_What the task requires_
Copy out the data below, swapping "even-odd rule" for "odd-even rule" wherever it occurs and leaving everything else untouched.

_Material provided_
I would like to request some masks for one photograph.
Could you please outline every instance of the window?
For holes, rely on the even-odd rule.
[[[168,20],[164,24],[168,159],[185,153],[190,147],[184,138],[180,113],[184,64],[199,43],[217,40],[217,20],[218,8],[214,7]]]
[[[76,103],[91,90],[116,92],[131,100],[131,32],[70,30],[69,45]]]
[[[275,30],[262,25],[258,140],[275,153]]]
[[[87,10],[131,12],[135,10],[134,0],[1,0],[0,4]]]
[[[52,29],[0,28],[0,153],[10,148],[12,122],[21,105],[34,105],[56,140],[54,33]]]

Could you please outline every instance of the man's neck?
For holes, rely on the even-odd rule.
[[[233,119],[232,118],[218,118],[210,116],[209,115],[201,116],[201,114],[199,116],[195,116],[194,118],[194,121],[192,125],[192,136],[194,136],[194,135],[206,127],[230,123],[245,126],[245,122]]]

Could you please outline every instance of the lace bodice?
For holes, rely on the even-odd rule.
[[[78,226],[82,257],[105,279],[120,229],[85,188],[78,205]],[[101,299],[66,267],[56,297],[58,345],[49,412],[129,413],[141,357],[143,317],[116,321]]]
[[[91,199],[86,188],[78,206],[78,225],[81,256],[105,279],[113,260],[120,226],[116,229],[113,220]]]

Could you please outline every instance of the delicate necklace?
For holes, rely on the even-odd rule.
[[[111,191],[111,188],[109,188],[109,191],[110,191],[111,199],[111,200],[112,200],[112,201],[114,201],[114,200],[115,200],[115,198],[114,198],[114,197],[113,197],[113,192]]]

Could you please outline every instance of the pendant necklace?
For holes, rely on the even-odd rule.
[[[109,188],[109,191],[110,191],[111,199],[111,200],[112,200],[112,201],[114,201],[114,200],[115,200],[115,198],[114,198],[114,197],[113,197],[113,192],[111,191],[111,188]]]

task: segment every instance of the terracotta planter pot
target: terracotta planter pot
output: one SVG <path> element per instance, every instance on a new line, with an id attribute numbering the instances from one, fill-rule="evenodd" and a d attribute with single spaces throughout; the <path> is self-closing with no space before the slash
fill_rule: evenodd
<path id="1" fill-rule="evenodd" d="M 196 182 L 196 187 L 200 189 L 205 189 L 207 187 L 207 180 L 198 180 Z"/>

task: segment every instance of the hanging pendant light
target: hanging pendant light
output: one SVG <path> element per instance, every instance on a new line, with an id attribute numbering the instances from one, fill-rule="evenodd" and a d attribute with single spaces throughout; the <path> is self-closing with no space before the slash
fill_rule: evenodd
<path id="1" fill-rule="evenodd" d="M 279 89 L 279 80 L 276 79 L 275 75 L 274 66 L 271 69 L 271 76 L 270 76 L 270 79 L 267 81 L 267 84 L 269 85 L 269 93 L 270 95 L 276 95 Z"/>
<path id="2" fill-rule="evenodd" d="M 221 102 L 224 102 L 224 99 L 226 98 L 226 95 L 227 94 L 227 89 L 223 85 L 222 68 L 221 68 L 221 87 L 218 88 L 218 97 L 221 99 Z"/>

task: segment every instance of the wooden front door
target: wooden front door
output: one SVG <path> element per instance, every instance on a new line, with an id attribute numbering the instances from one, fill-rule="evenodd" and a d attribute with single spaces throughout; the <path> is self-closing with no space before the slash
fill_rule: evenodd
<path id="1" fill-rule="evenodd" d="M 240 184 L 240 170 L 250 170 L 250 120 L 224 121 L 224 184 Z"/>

_Task answer_
I would like to request some masks for one photograph.
Could you please outline every instance of the window?
For holes, rely on the odd-even rule.
[[[168,20],[164,24],[168,159],[185,153],[190,147],[184,138],[180,113],[184,64],[199,43],[217,40],[217,20],[218,8],[214,7]]]
[[[76,103],[91,90],[116,92],[131,100],[131,32],[70,30],[69,45]]]
[[[275,30],[262,25],[258,140],[275,153]]]
[[[87,10],[131,12],[135,10],[134,0],[1,0],[0,4]]]
[[[52,29],[0,28],[0,153],[10,148],[12,122],[21,105],[34,105],[56,140],[54,33]]]

Could you please outline every instance of the man's neck?
For holes, rely on the odd-even rule.
[[[233,119],[232,118],[218,118],[210,116],[209,115],[201,116],[201,114],[199,116],[195,116],[194,118],[194,121],[192,125],[192,136],[194,136],[194,135],[206,127],[230,123],[245,126],[245,122]]]

Could you please outline every instance of the lace bodice?
For holes, rely on the odd-even rule.
[[[78,226],[82,257],[105,279],[120,229],[85,188],[78,205]],[[101,299],[66,267],[56,297],[58,345],[49,412],[129,413],[141,357],[143,317],[116,321]]]
[[[91,199],[86,188],[78,206],[78,225],[81,256],[105,279],[113,260],[120,226],[116,229],[113,220]]]

Could you please outline every instance of the delicate necklace?
For holes, rely on the odd-even rule.
[[[111,191],[111,188],[109,188],[109,191],[110,191],[111,199],[111,200],[112,200],[112,201],[114,201],[114,200],[115,200],[115,198],[114,198],[114,197],[113,197],[113,192]]]

Could you please outline every instance of the pendant necklace?
For holes, rely on the odd-even rule.
[[[109,188],[109,191],[110,191],[111,199],[111,200],[112,200],[112,201],[114,201],[114,200],[115,200],[115,198],[114,198],[114,197],[113,197],[113,192],[111,191],[111,188]]]

task: segment every instance of the terracotta planter pot
target: terracotta planter pot
output: one SVG <path> element per instance, every instance on a new line, with an id attribute numbering the instances from one, fill-rule="evenodd" and a d attribute with single spaces throughout; the <path> is self-closing with no space before the slash
fill_rule: evenodd
<path id="1" fill-rule="evenodd" d="M 196 182 L 196 187 L 200 189 L 205 189 L 207 187 L 207 180 L 198 180 Z"/>

task: segment every instance of the hanging pendant light
target: hanging pendant light
output: one SVG <path> element per instance, every instance on a new line, with an id attribute numbering the instances from one, fill-rule="evenodd" and a d attribute with single spaces throughout; the <path> is self-closing with no space before the slash
fill_rule: evenodd
<path id="1" fill-rule="evenodd" d="M 279 89 L 279 80 L 276 79 L 275 75 L 274 66 L 271 69 L 271 76 L 270 76 L 270 79 L 267 81 L 267 84 L 269 85 L 269 93 L 270 95 L 276 95 Z"/>
<path id="2" fill-rule="evenodd" d="M 221 102 L 224 102 L 224 99 L 226 98 L 226 95 L 227 94 L 227 89 L 223 85 L 222 68 L 221 68 L 221 87 L 218 88 L 218 97 L 221 99 Z"/>

task: segment every instance of the wooden front door
target: wooden front door
output: one SVG <path> element per instance, every instance on a new line, with an id attribute numbering the instances from one, fill-rule="evenodd" and a d attribute with single spaces throughout; the <path> is self-closing with no space before the slash
fill_rule: evenodd
<path id="1" fill-rule="evenodd" d="M 240 184 L 240 170 L 250 170 L 250 120 L 224 121 L 224 184 Z"/>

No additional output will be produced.